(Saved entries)
-------

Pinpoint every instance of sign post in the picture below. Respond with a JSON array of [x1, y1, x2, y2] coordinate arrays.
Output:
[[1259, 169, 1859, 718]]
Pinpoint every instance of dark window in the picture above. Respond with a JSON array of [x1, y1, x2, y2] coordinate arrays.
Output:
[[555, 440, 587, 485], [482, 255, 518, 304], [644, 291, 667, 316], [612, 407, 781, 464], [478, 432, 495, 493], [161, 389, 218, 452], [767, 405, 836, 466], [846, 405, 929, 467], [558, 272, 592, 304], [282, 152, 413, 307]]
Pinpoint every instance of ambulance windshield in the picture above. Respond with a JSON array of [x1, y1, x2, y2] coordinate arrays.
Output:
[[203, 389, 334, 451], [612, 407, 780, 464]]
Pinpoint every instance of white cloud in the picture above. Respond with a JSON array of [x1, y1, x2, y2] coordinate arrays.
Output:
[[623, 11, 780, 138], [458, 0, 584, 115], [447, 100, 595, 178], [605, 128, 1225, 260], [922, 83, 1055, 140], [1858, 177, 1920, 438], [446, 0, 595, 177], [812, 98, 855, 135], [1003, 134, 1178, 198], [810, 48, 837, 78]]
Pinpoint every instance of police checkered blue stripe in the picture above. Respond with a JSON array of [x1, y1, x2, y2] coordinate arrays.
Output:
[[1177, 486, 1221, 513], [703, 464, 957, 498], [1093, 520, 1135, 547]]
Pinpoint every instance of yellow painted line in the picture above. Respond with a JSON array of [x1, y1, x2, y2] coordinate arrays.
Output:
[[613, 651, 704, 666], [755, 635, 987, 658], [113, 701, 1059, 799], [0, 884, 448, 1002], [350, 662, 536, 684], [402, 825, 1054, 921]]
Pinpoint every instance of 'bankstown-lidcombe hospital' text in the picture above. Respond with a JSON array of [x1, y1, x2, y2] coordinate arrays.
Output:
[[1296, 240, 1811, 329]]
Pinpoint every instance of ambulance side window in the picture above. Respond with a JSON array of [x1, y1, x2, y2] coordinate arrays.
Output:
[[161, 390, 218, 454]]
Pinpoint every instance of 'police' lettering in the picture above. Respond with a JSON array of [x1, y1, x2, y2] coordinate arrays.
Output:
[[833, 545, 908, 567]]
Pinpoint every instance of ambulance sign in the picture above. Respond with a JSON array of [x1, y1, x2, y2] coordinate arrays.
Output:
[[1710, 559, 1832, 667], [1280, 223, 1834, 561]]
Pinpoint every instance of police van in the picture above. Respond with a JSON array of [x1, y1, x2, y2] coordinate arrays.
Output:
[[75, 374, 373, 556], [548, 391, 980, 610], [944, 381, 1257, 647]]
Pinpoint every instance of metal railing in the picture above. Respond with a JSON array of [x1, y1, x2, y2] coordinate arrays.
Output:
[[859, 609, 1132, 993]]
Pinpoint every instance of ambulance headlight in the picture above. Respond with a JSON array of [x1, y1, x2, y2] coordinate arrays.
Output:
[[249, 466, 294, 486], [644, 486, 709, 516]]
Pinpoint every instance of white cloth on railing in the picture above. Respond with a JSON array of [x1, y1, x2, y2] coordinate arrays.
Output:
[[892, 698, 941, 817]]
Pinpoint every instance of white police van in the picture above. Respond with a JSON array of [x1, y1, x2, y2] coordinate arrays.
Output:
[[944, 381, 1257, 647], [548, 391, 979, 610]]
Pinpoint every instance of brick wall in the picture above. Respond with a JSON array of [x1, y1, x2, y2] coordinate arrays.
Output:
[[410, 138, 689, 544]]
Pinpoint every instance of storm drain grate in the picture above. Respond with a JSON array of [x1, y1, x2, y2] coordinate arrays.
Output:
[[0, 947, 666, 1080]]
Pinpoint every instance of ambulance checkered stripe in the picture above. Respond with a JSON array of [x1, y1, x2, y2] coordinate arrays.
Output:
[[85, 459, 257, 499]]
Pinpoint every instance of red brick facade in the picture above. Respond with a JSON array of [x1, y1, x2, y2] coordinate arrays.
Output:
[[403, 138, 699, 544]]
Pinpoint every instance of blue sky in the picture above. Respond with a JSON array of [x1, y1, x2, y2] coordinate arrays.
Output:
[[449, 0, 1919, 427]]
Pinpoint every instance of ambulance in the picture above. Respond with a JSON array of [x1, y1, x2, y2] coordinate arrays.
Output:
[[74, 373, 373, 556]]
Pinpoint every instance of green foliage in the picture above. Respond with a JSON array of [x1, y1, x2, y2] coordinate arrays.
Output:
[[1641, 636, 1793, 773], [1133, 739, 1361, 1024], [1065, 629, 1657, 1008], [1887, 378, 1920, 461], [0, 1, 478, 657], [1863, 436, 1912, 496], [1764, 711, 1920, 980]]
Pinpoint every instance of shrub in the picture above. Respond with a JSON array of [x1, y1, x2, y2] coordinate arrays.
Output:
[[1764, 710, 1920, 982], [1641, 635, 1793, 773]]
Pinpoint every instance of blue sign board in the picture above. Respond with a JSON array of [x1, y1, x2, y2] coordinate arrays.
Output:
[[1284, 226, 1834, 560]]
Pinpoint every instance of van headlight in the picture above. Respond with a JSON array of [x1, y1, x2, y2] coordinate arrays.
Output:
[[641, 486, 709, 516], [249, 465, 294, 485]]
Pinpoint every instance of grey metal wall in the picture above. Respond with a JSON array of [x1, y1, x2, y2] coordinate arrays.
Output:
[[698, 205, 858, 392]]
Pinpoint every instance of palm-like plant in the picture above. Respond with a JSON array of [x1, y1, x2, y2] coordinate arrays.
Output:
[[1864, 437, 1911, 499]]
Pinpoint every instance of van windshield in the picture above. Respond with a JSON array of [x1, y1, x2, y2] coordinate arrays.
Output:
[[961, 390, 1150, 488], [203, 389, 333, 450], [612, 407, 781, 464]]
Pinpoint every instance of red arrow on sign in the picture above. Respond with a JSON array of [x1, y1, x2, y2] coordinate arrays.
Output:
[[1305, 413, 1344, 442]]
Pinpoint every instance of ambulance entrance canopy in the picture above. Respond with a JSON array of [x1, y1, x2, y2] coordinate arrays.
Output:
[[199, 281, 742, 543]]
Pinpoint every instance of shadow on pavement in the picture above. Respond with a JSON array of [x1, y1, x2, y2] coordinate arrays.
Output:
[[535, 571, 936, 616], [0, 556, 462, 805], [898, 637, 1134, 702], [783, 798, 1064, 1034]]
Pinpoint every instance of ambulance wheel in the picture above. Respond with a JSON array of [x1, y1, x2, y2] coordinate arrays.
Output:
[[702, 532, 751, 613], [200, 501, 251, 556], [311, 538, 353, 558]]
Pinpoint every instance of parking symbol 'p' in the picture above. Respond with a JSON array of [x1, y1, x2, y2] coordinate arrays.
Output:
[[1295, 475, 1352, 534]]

-------

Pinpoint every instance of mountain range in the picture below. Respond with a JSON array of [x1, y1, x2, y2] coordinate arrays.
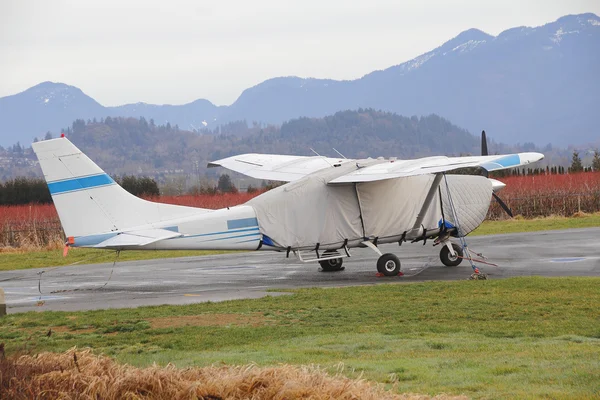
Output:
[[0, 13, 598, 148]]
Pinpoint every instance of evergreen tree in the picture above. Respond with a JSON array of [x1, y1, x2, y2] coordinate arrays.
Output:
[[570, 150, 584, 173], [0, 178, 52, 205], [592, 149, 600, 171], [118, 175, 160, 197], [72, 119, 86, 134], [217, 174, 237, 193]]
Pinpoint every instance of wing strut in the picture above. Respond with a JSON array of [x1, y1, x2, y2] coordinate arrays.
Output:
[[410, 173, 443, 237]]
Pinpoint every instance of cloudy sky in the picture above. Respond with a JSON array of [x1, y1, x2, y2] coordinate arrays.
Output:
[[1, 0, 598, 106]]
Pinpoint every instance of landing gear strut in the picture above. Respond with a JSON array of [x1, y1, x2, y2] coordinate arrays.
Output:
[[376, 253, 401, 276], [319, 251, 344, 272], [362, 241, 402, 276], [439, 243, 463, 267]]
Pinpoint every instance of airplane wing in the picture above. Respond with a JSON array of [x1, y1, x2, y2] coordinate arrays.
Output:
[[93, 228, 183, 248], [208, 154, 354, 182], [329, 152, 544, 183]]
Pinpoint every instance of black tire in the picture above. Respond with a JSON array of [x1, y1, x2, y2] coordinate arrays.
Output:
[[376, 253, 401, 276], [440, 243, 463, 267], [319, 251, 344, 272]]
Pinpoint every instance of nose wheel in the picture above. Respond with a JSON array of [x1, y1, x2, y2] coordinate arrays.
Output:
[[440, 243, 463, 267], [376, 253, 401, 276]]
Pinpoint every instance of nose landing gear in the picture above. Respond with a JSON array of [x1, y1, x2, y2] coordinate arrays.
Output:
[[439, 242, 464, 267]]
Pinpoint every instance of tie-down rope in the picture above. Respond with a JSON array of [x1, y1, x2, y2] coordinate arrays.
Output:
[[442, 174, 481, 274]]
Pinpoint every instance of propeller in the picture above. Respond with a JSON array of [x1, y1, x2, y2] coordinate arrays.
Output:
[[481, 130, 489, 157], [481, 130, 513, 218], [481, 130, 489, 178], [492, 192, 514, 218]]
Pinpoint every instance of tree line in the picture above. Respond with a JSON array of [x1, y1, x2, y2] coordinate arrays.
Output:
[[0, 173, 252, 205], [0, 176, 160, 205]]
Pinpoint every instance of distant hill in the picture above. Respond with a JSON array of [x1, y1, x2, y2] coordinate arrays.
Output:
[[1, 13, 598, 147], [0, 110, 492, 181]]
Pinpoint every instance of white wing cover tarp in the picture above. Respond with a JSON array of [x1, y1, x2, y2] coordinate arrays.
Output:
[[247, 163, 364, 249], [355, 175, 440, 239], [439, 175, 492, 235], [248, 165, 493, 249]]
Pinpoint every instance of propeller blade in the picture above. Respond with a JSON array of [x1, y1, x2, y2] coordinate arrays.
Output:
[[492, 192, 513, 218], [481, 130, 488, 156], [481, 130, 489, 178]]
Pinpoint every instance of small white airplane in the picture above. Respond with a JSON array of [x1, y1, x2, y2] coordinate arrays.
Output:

-------

Pull out every line of the records that includes the string "blue".

Pinpoint every instance of police checkered blue stripe in the picture above. Respond with a JSON array of [x1, y1, x2, y2] coordinate arrays.
Pinpoint every instance of blue sky in the picture above. Respond with a JSON array of [x1, y1, x2, y2] coordinate arrays.
Pinpoint every instance of blue sign board in the picture above. Respond with a JSON array of [x1, y1, x2, y2] coordinate arrays.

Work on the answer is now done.